=== WHAT THE TASK REQUIRES ===
Copy the lines below, replacing "red cap" with "green beanie" and leaving everything else the same.

(Records of labeled boxes)
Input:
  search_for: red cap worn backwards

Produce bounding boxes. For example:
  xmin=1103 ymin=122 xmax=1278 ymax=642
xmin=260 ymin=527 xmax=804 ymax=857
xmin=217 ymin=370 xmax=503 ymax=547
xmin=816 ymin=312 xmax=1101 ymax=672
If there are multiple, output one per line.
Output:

=== RESULT OF THE TASK ===
Input:
  search_for: green beanie worn backwards

Produce bounding boxes. For example:
  xmin=1103 ymin=122 xmax=1278 ymax=642
xmin=260 ymin=527 xmax=804 ymax=857
xmin=217 ymin=370 xmax=503 ymax=547
xmin=816 ymin=312 xmax=1101 ymax=672
If there are multiple, output one per line.
Output:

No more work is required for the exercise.